▶ _WORK TASK_
Output the records below again, precisely as they are written.

------------------------------

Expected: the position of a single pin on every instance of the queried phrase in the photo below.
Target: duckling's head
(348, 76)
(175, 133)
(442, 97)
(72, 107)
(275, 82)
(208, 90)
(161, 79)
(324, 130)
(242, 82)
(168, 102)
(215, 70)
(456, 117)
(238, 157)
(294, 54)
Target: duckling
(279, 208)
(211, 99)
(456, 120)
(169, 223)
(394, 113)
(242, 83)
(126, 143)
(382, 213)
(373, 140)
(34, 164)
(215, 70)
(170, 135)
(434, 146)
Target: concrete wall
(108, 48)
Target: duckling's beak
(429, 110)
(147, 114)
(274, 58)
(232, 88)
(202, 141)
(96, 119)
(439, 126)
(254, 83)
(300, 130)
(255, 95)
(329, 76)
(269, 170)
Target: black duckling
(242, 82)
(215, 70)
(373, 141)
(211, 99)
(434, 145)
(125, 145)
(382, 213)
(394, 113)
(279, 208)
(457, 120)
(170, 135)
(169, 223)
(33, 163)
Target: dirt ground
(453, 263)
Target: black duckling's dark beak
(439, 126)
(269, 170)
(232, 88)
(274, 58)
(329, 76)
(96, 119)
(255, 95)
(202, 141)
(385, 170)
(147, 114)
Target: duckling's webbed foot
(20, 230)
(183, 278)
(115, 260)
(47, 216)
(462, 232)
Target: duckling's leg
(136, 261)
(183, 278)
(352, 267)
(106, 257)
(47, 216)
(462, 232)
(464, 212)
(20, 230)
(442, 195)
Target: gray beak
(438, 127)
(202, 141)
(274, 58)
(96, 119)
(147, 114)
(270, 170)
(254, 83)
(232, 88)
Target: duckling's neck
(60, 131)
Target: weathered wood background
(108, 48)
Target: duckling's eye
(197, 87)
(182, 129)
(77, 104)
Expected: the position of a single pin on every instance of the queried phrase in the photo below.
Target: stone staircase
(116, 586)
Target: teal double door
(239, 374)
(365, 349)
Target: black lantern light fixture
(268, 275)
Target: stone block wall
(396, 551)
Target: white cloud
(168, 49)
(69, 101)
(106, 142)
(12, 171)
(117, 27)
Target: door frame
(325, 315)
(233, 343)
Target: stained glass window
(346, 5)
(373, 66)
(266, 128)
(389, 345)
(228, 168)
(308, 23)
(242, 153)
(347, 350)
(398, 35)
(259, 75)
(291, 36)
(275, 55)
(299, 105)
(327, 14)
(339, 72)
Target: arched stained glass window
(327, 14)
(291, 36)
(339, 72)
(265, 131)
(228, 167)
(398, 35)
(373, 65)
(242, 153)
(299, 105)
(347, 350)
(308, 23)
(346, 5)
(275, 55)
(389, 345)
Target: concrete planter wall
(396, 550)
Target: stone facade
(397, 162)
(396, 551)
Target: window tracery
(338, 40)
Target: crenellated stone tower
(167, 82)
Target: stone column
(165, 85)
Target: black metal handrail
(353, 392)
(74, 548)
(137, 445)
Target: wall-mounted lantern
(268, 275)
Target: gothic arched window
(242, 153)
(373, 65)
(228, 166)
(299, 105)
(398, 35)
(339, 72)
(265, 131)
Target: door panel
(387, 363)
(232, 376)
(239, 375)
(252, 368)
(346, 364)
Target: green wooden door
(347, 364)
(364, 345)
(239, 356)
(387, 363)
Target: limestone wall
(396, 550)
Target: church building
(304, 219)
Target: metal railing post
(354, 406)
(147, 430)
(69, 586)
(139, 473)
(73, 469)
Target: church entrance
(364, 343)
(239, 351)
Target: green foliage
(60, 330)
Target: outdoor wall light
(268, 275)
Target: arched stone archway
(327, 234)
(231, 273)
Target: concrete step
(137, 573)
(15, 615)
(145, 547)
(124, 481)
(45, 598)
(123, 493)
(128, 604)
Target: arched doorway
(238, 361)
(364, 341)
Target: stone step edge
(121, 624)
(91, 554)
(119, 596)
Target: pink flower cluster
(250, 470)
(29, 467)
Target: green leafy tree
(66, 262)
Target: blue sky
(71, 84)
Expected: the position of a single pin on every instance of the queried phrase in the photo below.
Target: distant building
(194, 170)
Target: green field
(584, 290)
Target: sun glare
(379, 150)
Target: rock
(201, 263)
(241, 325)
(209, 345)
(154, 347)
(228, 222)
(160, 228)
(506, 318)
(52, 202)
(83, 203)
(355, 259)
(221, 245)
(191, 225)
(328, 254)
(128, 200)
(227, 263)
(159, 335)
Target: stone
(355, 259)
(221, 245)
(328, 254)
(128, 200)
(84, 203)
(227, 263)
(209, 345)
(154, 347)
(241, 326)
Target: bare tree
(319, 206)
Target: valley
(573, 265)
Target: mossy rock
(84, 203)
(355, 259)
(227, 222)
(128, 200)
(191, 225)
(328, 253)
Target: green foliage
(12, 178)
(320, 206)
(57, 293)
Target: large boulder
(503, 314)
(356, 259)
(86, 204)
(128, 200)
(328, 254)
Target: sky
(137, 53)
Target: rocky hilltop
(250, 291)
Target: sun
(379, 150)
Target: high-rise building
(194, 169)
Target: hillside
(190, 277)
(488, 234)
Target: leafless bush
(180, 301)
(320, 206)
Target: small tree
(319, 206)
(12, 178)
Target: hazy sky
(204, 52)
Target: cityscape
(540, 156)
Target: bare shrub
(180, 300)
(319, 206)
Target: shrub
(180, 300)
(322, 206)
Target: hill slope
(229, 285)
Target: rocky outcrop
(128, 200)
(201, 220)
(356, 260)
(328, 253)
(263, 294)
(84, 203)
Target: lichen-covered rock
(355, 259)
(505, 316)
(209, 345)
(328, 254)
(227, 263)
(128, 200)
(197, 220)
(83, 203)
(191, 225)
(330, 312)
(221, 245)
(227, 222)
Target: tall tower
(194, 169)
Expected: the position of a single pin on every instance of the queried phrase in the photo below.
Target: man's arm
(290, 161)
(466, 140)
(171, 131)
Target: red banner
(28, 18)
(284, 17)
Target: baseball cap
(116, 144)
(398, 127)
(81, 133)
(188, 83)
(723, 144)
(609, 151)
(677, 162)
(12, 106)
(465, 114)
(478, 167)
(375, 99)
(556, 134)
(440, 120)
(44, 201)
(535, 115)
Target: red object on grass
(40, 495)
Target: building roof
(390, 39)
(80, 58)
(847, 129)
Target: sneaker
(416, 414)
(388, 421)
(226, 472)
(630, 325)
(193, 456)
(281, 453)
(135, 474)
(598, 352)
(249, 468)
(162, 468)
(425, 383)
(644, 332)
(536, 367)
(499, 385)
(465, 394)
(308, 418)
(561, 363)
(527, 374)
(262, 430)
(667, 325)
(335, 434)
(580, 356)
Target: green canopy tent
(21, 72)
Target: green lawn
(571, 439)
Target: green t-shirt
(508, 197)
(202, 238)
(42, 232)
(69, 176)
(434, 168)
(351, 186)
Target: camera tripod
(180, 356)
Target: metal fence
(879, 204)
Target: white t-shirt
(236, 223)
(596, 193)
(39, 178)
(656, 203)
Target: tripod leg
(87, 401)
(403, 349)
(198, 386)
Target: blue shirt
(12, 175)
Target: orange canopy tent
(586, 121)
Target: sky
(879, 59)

------------------------------

▶ _REPLY TO THE EXERCISE_
Expected: the position of a single pin on every instance of the queried phrase in the photo below.
Target: duckling's head
(348, 76)
(175, 133)
(442, 97)
(72, 107)
(275, 82)
(208, 90)
(161, 79)
(324, 130)
(242, 82)
(168, 102)
(215, 70)
(456, 117)
(238, 157)
(294, 54)
Target: duckling
(279, 208)
(211, 99)
(456, 120)
(169, 223)
(394, 113)
(242, 83)
(126, 143)
(382, 213)
(373, 140)
(34, 164)
(215, 70)
(170, 135)
(434, 146)
Target: concrete wall
(108, 48)
Target: duckling's beak
(429, 110)
(147, 114)
(274, 58)
(232, 88)
(202, 141)
(96, 119)
(439, 126)
(254, 83)
(300, 130)
(255, 95)
(329, 76)
(269, 170)
Target: black duckling
(242, 82)
(215, 70)
(373, 141)
(211, 99)
(434, 145)
(125, 145)
(382, 213)
(394, 113)
(279, 208)
(457, 120)
(170, 135)
(169, 223)
(33, 163)
Target: dirt ground
(453, 263)
Target: black duckling's dark beak
(439, 126)
(269, 170)
(232, 88)
(274, 58)
(329, 76)
(96, 119)
(255, 95)
(202, 141)
(385, 170)
(147, 114)
Target: duckling's webbed foot
(20, 230)
(183, 278)
(115, 260)
(47, 216)
(462, 232)
Target: duckling's leg
(136, 261)
(183, 278)
(352, 267)
(106, 257)
(47, 216)
(462, 232)
(464, 212)
(20, 230)
(442, 195)
Target: gray beak
(438, 127)
(202, 141)
(274, 58)
(96, 119)
(147, 114)
(270, 170)
(254, 83)
(232, 88)
Target: duckling's neck
(60, 131)
Target: weathered wood background
(108, 48)
Target: duckling's eye
(197, 87)
(182, 129)
(77, 104)
Expected: the position of a single pin on every instance of the queried phrase in the photo below.
Target: stone staircase
(116, 586)
Target: teal double door
(239, 374)
(365, 349)
Target: black lantern light fixture
(268, 275)
Target: stone block wall
(396, 551)
Target: white cloud
(168, 49)
(69, 101)
(106, 142)
(12, 171)
(117, 27)
Target: door frame
(325, 315)
(233, 343)
Target: stained glass window
(346, 5)
(373, 66)
(266, 128)
(389, 345)
(228, 168)
(308, 23)
(242, 153)
(347, 350)
(398, 35)
(259, 75)
(291, 36)
(275, 55)
(299, 105)
(327, 14)
(339, 72)
Target: arched stained glass window
(327, 14)
(291, 36)
(339, 72)
(265, 131)
(228, 167)
(398, 35)
(373, 65)
(242, 153)
(299, 105)
(347, 350)
(308, 23)
(346, 5)
(275, 55)
(389, 345)
Target: concrete planter wall
(396, 550)
Target: stone facade
(397, 162)
(396, 551)
Target: window tracery
(338, 40)
Target: crenellated stone tower
(167, 82)
Target: stone column
(165, 85)
Target: black metal handrail
(353, 392)
(74, 548)
(137, 445)
Target: wall-mounted lantern
(268, 275)
Target: gothic arched window
(242, 153)
(373, 65)
(228, 166)
(299, 105)
(398, 35)
(339, 72)
(265, 131)
Target: door panel
(387, 363)
(232, 376)
(239, 375)
(252, 368)
(346, 364)
Target: green wooden door
(347, 364)
(364, 345)
(239, 356)
(387, 363)
Target: limestone wall
(396, 550)
Target: church building
(304, 219)
Target: metal railing post
(354, 406)
(147, 430)
(69, 586)
(139, 473)
(73, 469)
Target: church entrance
(364, 343)
(239, 351)
Target: green foliage
(60, 330)
Target: outdoor wall light
(268, 275)
Target: arched stone archway
(327, 234)
(231, 273)
Target: concrete step
(137, 573)
(15, 615)
(145, 547)
(124, 481)
(45, 598)
(123, 493)
(128, 604)
Target: arched doorway
(238, 361)
(364, 341)
Target: stone step edge
(121, 624)
(91, 554)
(119, 596)
Target: pink flower cluster
(250, 470)
(29, 467)
Target: green leafy tree
(66, 262)
Target: blue sky
(71, 84)
Expected: the position of a single pin on every instance of the queried phrase in the photo below.
Target: distant building
(194, 170)
Target: green field
(584, 290)
Target: sun glare
(379, 150)
Target: rock
(201, 263)
(241, 325)
(209, 345)
(154, 347)
(228, 222)
(160, 228)
(506, 318)
(52, 202)
(83, 203)
(355, 259)
(221, 245)
(191, 225)
(328, 254)
(128, 200)
(227, 263)
(159, 335)
Target: stone
(355, 259)
(221, 245)
(328, 254)
(128, 200)
(84, 203)
(227, 263)
(209, 345)
(154, 347)
(241, 326)
Target: bare tree
(319, 206)
Target: valley
(573, 265)
Target: mossy rock
(84, 203)
(355, 259)
(227, 222)
(128, 200)
(191, 225)
(328, 253)
Target: green foliage
(12, 178)
(320, 206)
(57, 293)
Target: large boulder
(503, 314)
(356, 259)
(86, 204)
(128, 200)
(328, 254)
Target: sky
(137, 53)
Target: rocky hilltop
(250, 291)
Target: sun
(379, 150)
Target: high-rise building
(194, 169)
Target: hillside
(190, 277)
(488, 234)
Target: leafless bush
(180, 301)
(320, 206)
Target: small tree
(319, 206)
(12, 178)
Target: hazy sky
(204, 52)
Target: cityscape
(540, 156)
Target: bare shrub
(180, 300)
(319, 206)
Target: shrub
(180, 300)
(322, 206)
Target: hill slope
(229, 285)
Target: rocky outcrop
(128, 200)
(201, 220)
(356, 260)
(328, 253)
(263, 294)
(84, 203)
Target: lichen-covered rock
(355, 259)
(505, 316)
(209, 345)
(328, 254)
(227, 263)
(128, 200)
(197, 220)
(83, 203)
(191, 225)
(330, 312)
(221, 245)
(227, 222)
Target: tall tower
(194, 169)
Expected: the position of a single pin on every instance of the queried phrase in the photo below.
Target: man's arm
(290, 161)
(466, 140)
(171, 131)
Target: red banner
(28, 18)
(284, 17)
Target: baseball cap
(116, 144)
(398, 127)
(81, 133)
(188, 83)
(723, 144)
(609, 151)
(677, 162)
(12, 106)
(465, 114)
(478, 167)
(375, 99)
(556, 134)
(440, 120)
(44, 201)
(535, 115)
Target: red object on grass
(40, 495)
Target: building roof
(390, 39)
(80, 58)
(847, 129)
Target: sneaker
(416, 414)
(388, 421)
(226, 472)
(630, 325)
(193, 456)
(281, 453)
(135, 474)
(598, 352)
(249, 468)
(162, 468)
(425, 383)
(644, 332)
(536, 367)
(499, 385)
(465, 394)
(308, 418)
(561, 363)
(527, 374)
(262, 430)
(667, 325)
(335, 434)
(580, 356)
Target: green canopy tent
(21, 72)
Target: green lawn
(571, 439)
Target: green t-shirt
(508, 197)
(202, 238)
(42, 232)
(69, 176)
(434, 168)
(351, 186)
Target: camera tripod
(180, 356)
Target: metal fence
(879, 204)
Target: white t-shirt
(236, 223)
(596, 193)
(39, 178)
(656, 203)
Target: tripod leg
(87, 401)
(403, 349)
(198, 386)
Target: blue shirt
(12, 175)
Target: orange canopy tent
(586, 121)
Target: sky
(879, 59)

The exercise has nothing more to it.